● **阅读文本**
——

DelayedOperationPurgatory机制(七):DelayedFetch实现

本文深入解析Kafka中DelayedFetch机制的工作原理,包括关键字段、tryComplete方法的执行逻辑及条件,以及onComplete方法如何生成FetchResponse并返回至客户端。

DelayFetch的主要字段如下:

class DelayedFetch(
                   // 延迟操作的延迟时长
                   delayMs: Long,
                   // 为FetchRequest中所有相关分区记录了相关状态,主要用来判断DelayedProduce是否满足执行条件
                   fetchMetadata: FetchMetadata,
                   replicaManager: ReplicaManager,
                   // 满足条件或者到期执行时,在onComplete方法中调用回调函数,其主要功能是创建FetchResponse并添加到RequestChannels中对应的responseQueue中
                   responseCallback: Map[TopicAndPartition, FetchResponsePartitionData] => Unit)
  extends DelayedOperation(delayMs) {}

delayedFetch.tryComplete方法主要检测是否满足elayedFetch,并在满足时执行forceComplete调用forceComplete方法。判断条件有四条之一即满足:

  /**
   * The operation can be completed if:
   *
   * Case A: This broker is no longer the leader for some partitions it tries to fetch
   * Case B: This broker does not know of some partitions it tries to fetch
   * Case C: The fetch offset locates not on the last segment of the log
   * Case D: The accumulated bytes from all the fetching partitions exceeds the minimum bytes
   *
   * Upon completion, should return whatever data is available for each valid partition
   */
  override def tryComplete() : Boolean = {
    var accumulatedSize = 0
    // 遍历fetchMetadata中所有Partition的状态
    fetchMetadata.fetchPartitionStatus.foreach {
      case (topicAndPartition, fetchStatus) =>
        // 获取前面读取log时的结束位置
        val fetchOffset = fetchStatus.startOffsetMetadata
        try {
          if (fetchOffset != LogOffsetMetadata.UnknownOffsetMetadata) {
              // 查找分区的leader副本,如果找不到就抛异常
            val replica = replicaManager.getLeaderReplicaIfLocal(topicAndPartition.topic, topicAndPartition.partition)
            // 根据FetchRequest请求的来源设置能读取的最大offset值。消费者对应的endOffset是HW,而Follower副本对应的endOffset是LEO
            val endOffset =
              if (fetchMetadata.fetchOnlyCommitted)

——

● **练习任务 A**
根据 DelayedFetch 一文,消费者和 Follower 副本各自对应的 endOffset 是什么?
● **练习任务 B**
请从 DelayedFetch 一文最后显示的那一行之后接着往下写。
本练习用不到后面的条目。

● **条目集**
——

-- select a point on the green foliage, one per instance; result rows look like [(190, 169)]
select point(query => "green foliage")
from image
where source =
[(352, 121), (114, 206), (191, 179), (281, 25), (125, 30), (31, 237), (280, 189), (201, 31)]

——

● **参考答案 A**
消费者对应的 endOffset 是 HW,Follower 副本对应的 endOffset 是 LEO。

● **参考答案 B**
                replica.highWatermark
              else
                replica.logEndOffset

            // Go directly to the check for Case D if the message offsets are the same. If the log segment
            // has just rolled, then the high watermark offset will remain the same but be on the old segment,
            // which would incorrectly be seen as an instance of Case C.
            // 检查上次读取后endOffset是否发生变化。如果没改变,之前读不到足够的数据现在还是读不到,即任务条件依然不满足;如果变了则继续下面的检查
            if (endOffset.messageOffset != fetchOffset.messageOffset) {
                // 条件一:开始读取的offset不在activeSegment中
              if (endOffset.onOlderSegment(fetchOffset)) {// 可能是发生了Log截断
                // Case C, this can happen when the new fetch operation is on a truncated leader
                debug("Satisfying fetch %s since it is fetching later segments of partition %s.".format(fetchMetadata, topicAndPartition))
                return forceComplete()
              } else if (fetchOffset.onOlderSegment(endOffset)) { // fetchOffset虽然在endOffset之前,但是产生了新的activeSegment,fetchOffset在旧的logSegments,而endOffset在新的logSegments
                // Case C, this can happen when the fetch operation is falling behind the current segment
                // or the partition has just rolled a new segment
                debug("Satisfying fetch %s immediately since it is fetching older segments.".format(fetchMetadata))
                return forceComplete()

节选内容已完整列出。